» **Assignment**
Transcribe, without alteration, the line that includes "[locate] the wet" and each line after it until the records end, omitting all that precede it.

» **Source data**
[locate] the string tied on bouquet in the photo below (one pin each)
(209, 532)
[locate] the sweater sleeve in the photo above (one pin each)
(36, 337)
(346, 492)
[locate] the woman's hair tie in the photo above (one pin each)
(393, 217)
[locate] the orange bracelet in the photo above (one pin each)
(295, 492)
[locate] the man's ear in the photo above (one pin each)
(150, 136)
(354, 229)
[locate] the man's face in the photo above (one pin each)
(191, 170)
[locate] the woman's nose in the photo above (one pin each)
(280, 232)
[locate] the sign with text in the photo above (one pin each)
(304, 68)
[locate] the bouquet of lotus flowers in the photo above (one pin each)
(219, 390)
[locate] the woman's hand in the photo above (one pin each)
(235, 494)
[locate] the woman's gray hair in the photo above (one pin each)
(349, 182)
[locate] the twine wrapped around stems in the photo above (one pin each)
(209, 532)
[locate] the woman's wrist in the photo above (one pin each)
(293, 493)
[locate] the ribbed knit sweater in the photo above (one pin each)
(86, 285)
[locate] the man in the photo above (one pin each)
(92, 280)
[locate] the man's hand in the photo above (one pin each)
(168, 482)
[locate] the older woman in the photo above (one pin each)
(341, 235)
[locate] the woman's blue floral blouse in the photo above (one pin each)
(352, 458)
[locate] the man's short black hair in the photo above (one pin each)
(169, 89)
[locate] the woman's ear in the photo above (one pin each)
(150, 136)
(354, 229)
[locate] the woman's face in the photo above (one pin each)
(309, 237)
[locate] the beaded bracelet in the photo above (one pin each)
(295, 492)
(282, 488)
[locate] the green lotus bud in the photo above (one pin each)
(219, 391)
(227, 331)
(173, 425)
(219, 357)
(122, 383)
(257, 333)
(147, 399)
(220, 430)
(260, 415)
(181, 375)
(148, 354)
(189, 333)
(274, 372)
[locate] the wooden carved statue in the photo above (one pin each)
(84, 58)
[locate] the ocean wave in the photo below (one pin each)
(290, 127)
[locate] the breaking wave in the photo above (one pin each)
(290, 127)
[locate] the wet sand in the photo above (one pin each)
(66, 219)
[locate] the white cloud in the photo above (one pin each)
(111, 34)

» **Written solution**
[locate] the wet sand in the photo above (one pin each)
(66, 219)
[locate] the white cloud in the photo above (one pin each)
(111, 34)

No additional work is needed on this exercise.